───── Records to use ─────

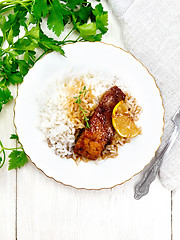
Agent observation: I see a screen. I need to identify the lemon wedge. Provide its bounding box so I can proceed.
[112,101,141,138]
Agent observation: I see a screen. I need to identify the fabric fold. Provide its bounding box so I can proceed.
[109,0,180,190]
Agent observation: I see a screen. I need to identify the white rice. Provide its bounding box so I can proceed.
[39,71,140,158]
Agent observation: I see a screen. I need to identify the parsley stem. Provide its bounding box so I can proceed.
[63,28,74,42]
[0,141,6,168]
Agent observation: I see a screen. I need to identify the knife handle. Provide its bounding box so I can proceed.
[134,126,179,200]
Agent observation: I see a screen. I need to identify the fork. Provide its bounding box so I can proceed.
[134,108,180,200]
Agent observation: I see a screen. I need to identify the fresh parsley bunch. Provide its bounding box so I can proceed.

─────

- _What you should do_
Rewrite every line of the listing above as a two-column Markdown table headed "Row" and "Line," numbering the rows in order and skipping blank lines. Leave the pictures out of the table.

- _Exercise output_
| Row | Line |
|---|---|
| 1 | Agent observation: I see a screen. I need to identify the lemon wedge. Provide its bounding box so I can proceed. |
| 2 | [112,101,141,138] |
| 3 | Agent observation: I see a screen. I need to identify the fabric fold. Provide its bounding box so I can proceed. |
| 4 | [109,0,180,190] |
| 5 | Agent observation: I see a screen. I need to identify the white rice. Provide its bounding box so I can proceed. |
| 6 | [39,71,140,158] |
| 7 | Agent observation: I see a screen. I need to identify the parsley stem. Provide its bounding box so I can proceed. |
| 8 | [63,28,74,42] |
| 9 | [0,141,6,168] |
| 10 | Agent observation: I see a screen. I need to identify the knife handle. Provide its bounding box so I can proceed. |
| 11 | [134,126,179,200] |
| 12 | Agent observation: I see a screen. I need to identify the fork. Provide its bounding box so I can proceed. |
| 13 | [134,108,180,200] |
| 14 | Agent observation: I see a screen. I need to identify the fresh parsley bunch. Provide its bounding box so I can proceed. |